- _必須の課題_
1. 抜粋を「と言ったら、さらに驚かれることでしょう(笑)」を含む箇所から書き写し、「さて、黄色とは何でしょう?」の後で止めること。その際、「網膜」を「眼」に変えること。
2. 抜粋によると、「光の三原色」という概念は何に由来するのか。1〜3文で説明すること。

- _抜粋_
================

702講義室
2018-04-06 23:05:00
人間に黄色は見えない
「三原色」というのを聞いたことがあると思います
テレビのモニタ画面だとか
デジタルカメラの受光素子だとか
三つの色の組み合わせでフルカラーを再現するというあれです
ここで
「人間には、黄色は見えない」
と言ったら、驚かれることでしょう
多少語弊があり、錐体細胞に関して厳密性を欠いてはいますが
大筋で間違ってはいませんので
あえて、おおざっぱに話をします(笑)
光の三原色(レッド、グリーン、ブルー)は、前述のように工業製品で、当り前のように採用されていますが
「物理学的には、そのような(三原色)概念はありません」
もっと言えば
インクの三原色(シアン、マゼンダ、イエロー)にしても
「絵の具を混ぜても、別の色になどなりません」
と言ったら、さらに驚かれることでしょう(笑)
「光の三原色」という概念は
人間の網膜には、色に反応する3種類の錐体細胞がある
それぞれの細胞は、赤、緑、青に反応する
この3色の掛け合わせで、フルカラーを認識する
という人間の生理的都合からなるものです
光とは、電磁波のことです
人間に見える光は、可視光と言って周波数380nm~780nm範囲内の電磁波ことです
780nmより長い波長に、赤外線、FMとかAMとか電波があります
380nmより短い波長に、紫外線、ガンマ線、エックス線などが続きます
(ナノメートルnmとは、10億分の1メートルのこと)
「色とは、電磁波の波長に対応する、人間の脳の解釈である」
ということは、前に述べました
さて、黄色とは何でしょう?
黄色とは、(物理学的にいえば)周波数580nmあたりの電磁波のことです
ここで大事なことは
黄色に対応する純粋な電磁波はあるということです
がしかし
人間には、その純粋な黄色を直接見ることのできる視細胞はありません
人間が認識する黄色とは
赤(625~740nm)と、緑(625~740nm)の掛け合わせにより、黄色だと感じている錯覚に過ぎないのです
ズバリ!
「赤の波長」と「緑の波長」を重ね合わせても、「黄色の波長」にはなりません
「赤の波長」と「緑の波長」がそのまま2つあるだけです
人間が、黄色だと認識する「赤の波長」と「緑の波長」を重ね合わせと
純粋な「黄色の波長」の電磁波とは、全くの別物であるということです
絵の具でも同じことでしょう
「青色」と「緑色」を混ぜても、「青緑色」ではありません
「青色の粒子」と「緑色の粒子」が混ざっているだけで
「青緑色の粒子」になるわけではありません
ですから
純粋な黄色が見える生物が、人間が黄色だと言い張ってる黄色を見ると
「それは、黄色でもなんでもない」

================

- _データ一覧_
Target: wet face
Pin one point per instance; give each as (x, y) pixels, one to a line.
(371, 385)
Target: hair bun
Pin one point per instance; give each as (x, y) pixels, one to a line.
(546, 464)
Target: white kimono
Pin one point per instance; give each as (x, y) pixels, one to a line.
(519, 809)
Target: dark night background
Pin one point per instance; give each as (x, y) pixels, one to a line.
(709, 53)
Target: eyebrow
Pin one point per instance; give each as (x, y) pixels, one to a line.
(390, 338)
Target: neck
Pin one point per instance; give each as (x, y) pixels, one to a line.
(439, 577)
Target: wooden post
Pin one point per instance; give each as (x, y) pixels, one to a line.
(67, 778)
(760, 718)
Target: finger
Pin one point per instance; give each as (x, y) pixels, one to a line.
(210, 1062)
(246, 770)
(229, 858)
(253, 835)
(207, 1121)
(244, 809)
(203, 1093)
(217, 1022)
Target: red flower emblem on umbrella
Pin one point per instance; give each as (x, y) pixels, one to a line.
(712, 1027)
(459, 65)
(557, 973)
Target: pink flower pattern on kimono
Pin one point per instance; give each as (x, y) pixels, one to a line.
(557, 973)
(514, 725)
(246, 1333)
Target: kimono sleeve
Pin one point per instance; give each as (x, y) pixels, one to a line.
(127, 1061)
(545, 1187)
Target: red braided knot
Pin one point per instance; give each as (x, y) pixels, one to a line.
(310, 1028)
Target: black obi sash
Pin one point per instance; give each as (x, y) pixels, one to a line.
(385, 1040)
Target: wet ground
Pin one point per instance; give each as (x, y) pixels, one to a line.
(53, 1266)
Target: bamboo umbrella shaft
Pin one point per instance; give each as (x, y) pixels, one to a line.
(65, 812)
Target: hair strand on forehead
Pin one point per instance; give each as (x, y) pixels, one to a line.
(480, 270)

================

- _課題の解答_
1.
と言ったら、さらに驚かれることでしょう(笑)
「光の三原色」という概念は
人間の眼には、色に反応する3種類の錐体細胞がある
それぞれの細胞は、赤、緑、青に反応する
この3色の掛け合わせで、フルカラーを認識する
という人間の生理的都合からなるものです
光とは、電磁波のことです
人間に見える光は、可視光と言って周波数380nm~780nm範囲内の電磁波ことです
780nmより長い波長に、赤外線、FMとかAMとか電波があります
380nmより短い波長に、紫外線、ガンマ線、エックス線などが続きます
(ナノメートルnmとは、10億分の1メートルのこと)
「色とは、電磁波の波長に対応する、人間の脳の解釈である」
ということは、前に述べました
さて、黄色とは何でしょう?

2. 人間の網膜には色に反応する3種類の錐体細胞があり、それぞれが赤、緑、青に反応する。人間はこの3色の掛け合わせでフルカラーを認識する。「光の三原色」は、この人間の生理的な都合からなる概念である。